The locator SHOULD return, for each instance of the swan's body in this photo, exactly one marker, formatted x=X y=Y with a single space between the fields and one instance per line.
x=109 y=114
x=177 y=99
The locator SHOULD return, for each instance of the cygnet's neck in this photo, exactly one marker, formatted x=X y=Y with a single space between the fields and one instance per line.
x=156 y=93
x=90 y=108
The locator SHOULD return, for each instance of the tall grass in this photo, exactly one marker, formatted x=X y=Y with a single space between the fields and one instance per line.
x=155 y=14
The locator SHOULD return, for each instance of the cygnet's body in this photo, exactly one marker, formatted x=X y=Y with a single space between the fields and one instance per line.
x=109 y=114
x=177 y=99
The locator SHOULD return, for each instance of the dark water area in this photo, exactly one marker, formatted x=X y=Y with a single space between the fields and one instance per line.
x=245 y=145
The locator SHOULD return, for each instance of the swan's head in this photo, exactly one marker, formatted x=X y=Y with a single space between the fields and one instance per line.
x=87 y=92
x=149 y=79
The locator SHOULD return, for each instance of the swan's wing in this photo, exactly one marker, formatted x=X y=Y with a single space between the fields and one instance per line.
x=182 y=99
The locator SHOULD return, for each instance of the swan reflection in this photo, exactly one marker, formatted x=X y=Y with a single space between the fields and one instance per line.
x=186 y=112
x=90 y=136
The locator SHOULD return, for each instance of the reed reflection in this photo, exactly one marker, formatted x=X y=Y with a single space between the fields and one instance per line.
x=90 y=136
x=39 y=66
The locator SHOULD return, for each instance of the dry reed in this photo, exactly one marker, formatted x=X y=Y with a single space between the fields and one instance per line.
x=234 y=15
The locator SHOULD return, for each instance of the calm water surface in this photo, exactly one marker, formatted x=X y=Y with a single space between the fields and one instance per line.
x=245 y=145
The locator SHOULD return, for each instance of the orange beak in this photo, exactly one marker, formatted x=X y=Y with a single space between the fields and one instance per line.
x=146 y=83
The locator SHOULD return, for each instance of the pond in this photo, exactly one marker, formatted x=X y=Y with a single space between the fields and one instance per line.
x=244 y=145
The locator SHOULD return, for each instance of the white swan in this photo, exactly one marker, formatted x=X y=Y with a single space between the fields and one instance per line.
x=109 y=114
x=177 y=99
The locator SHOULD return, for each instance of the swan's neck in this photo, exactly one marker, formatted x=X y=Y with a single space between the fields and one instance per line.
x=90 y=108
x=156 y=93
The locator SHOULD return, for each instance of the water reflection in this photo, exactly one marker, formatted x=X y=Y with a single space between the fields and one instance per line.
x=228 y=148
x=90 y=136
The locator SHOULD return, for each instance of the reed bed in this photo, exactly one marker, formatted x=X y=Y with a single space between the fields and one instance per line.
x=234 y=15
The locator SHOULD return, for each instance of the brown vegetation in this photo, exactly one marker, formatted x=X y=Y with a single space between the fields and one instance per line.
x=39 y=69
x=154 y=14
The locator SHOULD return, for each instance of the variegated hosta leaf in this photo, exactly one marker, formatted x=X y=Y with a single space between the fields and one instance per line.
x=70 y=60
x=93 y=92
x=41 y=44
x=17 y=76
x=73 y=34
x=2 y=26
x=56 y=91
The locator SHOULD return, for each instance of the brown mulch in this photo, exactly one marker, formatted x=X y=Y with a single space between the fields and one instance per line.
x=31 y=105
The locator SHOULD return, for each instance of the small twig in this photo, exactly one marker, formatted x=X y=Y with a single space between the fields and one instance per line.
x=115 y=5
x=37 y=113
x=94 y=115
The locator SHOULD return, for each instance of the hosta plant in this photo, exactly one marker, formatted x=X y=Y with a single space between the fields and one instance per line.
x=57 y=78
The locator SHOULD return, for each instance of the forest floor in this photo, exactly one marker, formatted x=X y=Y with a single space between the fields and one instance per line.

※

#### [YOUR GOAL]
Turn the listing above into a numbered list, leaving out any blank lines.

#### [OUTPUT]
1. The locator SHOULD return, for each instance of the swan's body in this photo, exactly one marker, formatted x=X y=Y with a single space between the fields and one instance per line.
2. x=109 y=114
3. x=177 y=99
4. The locator SHOULD return, for each instance of the cygnet's neck in this photo, exactly one marker, formatted x=X y=Y with a single space between the fields and one instance per line.
5. x=156 y=93
6. x=90 y=108
7. The locator SHOULD return, for each instance of the tall grass in this photo, exactly one marker, formatted x=X y=Y with a single space between the fields and one instance per line.
8. x=155 y=14
9. The locator SHOULD return, for each instance of the cygnet's body in this photo, exactly one marker, formatted x=X y=Y with a single space between the fields and one instance per line.
10. x=109 y=114
11. x=177 y=99
12. The locator SHOULD return, for each instance of the dark water area in this photo, exactly one marker, formatted x=X y=Y with a single space between the fields and one instance per line.
13. x=245 y=145
14. The locator SHOULD return, for each instance of the swan's head in this photo, exactly one marker, formatted x=X y=Y with a single space between the fields and one instance per line.
15. x=87 y=92
16. x=149 y=79
17. The locator SHOULD return, for each instance of the swan's wing in this photo, exactly one marker, formatted x=X y=Y with a single space between the fields and one instance per line.
18. x=182 y=99
19. The locator SHOULD return, for each instance of the swan reflection in this photo, exactly one marker, formatted x=X y=Y with a single space between the fields and one instance per line.
20. x=186 y=112
21. x=90 y=136
22. The locator SHOULD return, for each instance of the reed reflection in this photo, exactly one marker, formatted x=X y=Y with a single space between the fields and one instance per line.
23. x=90 y=136
24. x=39 y=66
25. The locator SHOULD return, for each instance of the dry reed in this photo, exactly one marker, formatted x=X y=Y with a single space between the fields and one instance per line.
26. x=234 y=15
27. The locator SHOULD return, for each instance of the calm water surface in this photo, exactly one marker, formatted x=X y=Y with a single space between the fields and one instance per line.
28. x=245 y=145
29. The locator SHOULD return, for each instance of the orange beak in this photo, exactly one marker, formatted x=X y=Y with a single space between the fields and one instance per line.
30. x=146 y=83
31. The locator SHOULD return, for each instance of the pond in this photo, exactly one marker, formatted x=X y=Y with a single space between the fields and one instance per line.
32. x=244 y=145
33. The locator SHOULD return, for each instance of the white swan in this photo, exactly one marker, formatted x=X y=Y with a single space between the fields and one instance per line.
34. x=109 y=114
35. x=177 y=99
36. The locator SHOULD return, for each instance of the swan's neck in this photo, exactly one marker, formatted x=X y=Y with a single space between the fields and one instance per line.
37. x=90 y=108
38. x=156 y=93
39. The locator SHOULD return, for each instance of the water reflection in this photo, exactly one marker, formatted x=X y=Y with a single space between the fields and one instance per line.
40. x=228 y=148
41. x=90 y=136
42. The locator SHOULD return, for each instance of the reed bed in this photo, exactly one marker, formatted x=X y=Y with a single space between the fields and one instance per line.
43. x=234 y=15
44. The locator SHOULD return, for each instance of the brown vegetation in this photo, exactly one marker, formatted x=X y=Y with a single space between the fields and one instance per line.
45. x=39 y=69
46. x=154 y=14
47. The locator SHOULD return, for each instance of the variegated hosta leaf in this photo, exactly one marker, formatted x=X y=Y with a single space between the fields and one instance per line.
48. x=70 y=60
49. x=93 y=92
50. x=41 y=44
51. x=17 y=76
52. x=73 y=34
53. x=2 y=26
54. x=56 y=91
55. The locator SHOULD return, for each instance of the brown mulch in this photo, exactly one marker, formatted x=X y=Y with a single space between the fields and one instance per line.
56. x=31 y=105
57. The locator SHOULD return, for each instance of the small twig in this photo, exactly one marker, formatted x=X y=Y with a single space between the fields and one instance per line.
58. x=115 y=5
59. x=37 y=113
60. x=94 y=115
61. The locator SHOULD return, for each instance of the hosta plant in this photo, exactly one marker, formatted x=X y=Y with a single space between the fields and one instance per line.
62. x=57 y=78
63. The locator SHOULD return, for each instance of the forest floor in this photo, exactly one marker, formatted x=X y=Y with a single space between the fields and one instance per line.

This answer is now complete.